Is this really a problem? We need defnitive studies. --Ed.

The 200- to 300-foot-long blades on industrial windmills look almost whimsical from afar.

They appear to turn slowly. People sometimes stop to take pictures. "They look cool," said Eric Burch, director of policy and outreach for the Indiana Office of Energy Development.

The tips of those giant blades, however, move at speeds approaching 160 mph, creating forces that send low-frequency vibrations through the ground. People three-quarters of a mile away sometimes say they can feel the vibrations in their chests.

Cases of nausea, headaches, insomnia and other ills have become common enough in states with wind farms that they've been given a name: "wind turbine syndrome."

That newfangled illness is just one of a growing list of health effects, inconveniences, risks and cost considerations that have resulted in a backlash against wind farms in other states, even as Indiana is in the midst of a rapid buildout of wind energy.

What's happening in other states suggests that the warm and fuzzy feeling many Hoosiers have for wind farms could change as the big turbines creep closer to more populated areas near Indianapolis, Lafayette and other cities.

Benton County farmer John Gilbert said several farmland owners he knows refused to lease space for turbines. He can't quite understand that. He and his family leased ground for... http://www.indystar.com/article/20090809/BUSINESS/908090380/Blowback++Indiana+s+emerging+wind+farms+whip+up+controversy

Shiba3420
08-10-2009, 10:02 AM
Talk about bias, take this lovely quote from the article...

The blades, turning day and night, are efficient killers of birds and bats. Some studies show large wind farms located in migratory paths or on ridgetops can kill thousands of birds a year, though other studies put the death toll much lower.

Very interesting, but isn't that why they have to do the studies before building....so they don't put wind farms in migratory paths? Ignoring that side of the arguments makes the factureal statement a negative against the industry when really the fact they prevent (perhaps not voluntarily) a positive for them.

### Aim of the exercise
Carry on the forum thread above about Indiana wind farms, starting right after its final sentence.

### Records provided

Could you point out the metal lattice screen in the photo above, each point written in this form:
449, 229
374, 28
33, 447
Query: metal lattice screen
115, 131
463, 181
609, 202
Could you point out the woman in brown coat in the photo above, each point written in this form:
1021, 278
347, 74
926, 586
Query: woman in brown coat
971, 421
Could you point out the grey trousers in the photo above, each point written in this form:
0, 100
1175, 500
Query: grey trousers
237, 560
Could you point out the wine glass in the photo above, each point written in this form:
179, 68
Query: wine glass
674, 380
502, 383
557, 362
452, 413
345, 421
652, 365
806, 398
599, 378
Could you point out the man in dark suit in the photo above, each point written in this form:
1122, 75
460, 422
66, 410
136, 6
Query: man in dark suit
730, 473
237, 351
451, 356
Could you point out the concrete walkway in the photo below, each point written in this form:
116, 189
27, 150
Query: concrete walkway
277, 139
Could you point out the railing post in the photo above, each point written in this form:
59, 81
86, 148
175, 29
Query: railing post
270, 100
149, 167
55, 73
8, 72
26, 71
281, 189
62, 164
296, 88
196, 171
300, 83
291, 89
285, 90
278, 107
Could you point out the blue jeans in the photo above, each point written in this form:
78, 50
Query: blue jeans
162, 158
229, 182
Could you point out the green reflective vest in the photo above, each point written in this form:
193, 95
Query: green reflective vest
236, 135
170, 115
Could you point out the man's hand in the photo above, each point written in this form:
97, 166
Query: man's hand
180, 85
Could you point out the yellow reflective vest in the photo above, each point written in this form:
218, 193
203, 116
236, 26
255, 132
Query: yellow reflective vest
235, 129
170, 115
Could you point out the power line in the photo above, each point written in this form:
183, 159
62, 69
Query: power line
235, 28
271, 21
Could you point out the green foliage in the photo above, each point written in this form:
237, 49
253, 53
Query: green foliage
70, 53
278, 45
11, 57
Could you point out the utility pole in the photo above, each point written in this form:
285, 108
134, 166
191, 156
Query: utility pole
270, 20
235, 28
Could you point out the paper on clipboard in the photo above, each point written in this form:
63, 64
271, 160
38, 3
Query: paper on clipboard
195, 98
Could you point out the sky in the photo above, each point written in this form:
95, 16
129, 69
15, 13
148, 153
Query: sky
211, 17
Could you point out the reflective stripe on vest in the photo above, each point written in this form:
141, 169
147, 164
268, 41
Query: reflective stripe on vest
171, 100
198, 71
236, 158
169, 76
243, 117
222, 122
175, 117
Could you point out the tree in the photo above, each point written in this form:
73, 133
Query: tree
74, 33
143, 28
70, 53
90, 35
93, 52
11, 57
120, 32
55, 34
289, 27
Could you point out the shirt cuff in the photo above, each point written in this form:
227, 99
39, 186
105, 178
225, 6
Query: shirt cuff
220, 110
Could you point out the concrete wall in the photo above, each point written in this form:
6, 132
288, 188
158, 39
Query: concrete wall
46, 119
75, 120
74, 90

### Response
However study of the health effects is something that should be done. If it bothers humans, shouldn't it have similar effect on other ground based wildlife, especially in ground animals like gophers, moles, and rabbits? I wonder if anyone has studied the effects both in terms of life expectancy and disease, along with the changes in population densities of animals near wind turbines. If animals are scared/bothered by being near them, then that further increases problems in some areas. On the other and, if they are a natural deterence to crop destoying animals and insects then they are a plus....too much speculation and not enough reasearch....at least not enough we have seen.

psyshack
08-10-2009, 11:41 AM
They can put one in my back yard. No Problem! :)

Chuck
08-10-2009, 11:59 AM
Am I the only one suspecting some just don't like wind turbines and running to find rationalizations afterwards?

bnther
08-10-2009, 12:00 PM
They can put one in my back yard. No Problem! :)


Same here! :D:D:D

It seems like no matter what, there will always be haters. People complain that they don't want them in their back yard. OK. So what about the wind generators they want to put 15 miles out to sea? Well, they don't want them there either! If given the choice between a coal burning power plant, a nuclear reactor or a gianormous wind generator, well... that's pretty much a no brainer to me.

Personally, I would rather see more stimulus given towards green energy on the individual level. Let people put up their own wind generators or hang some solar panels on the roof. Oh but wait, there isn't any monthly bill to tax when home owners provide for themselves. (Sorry, I forgot to think like a politician)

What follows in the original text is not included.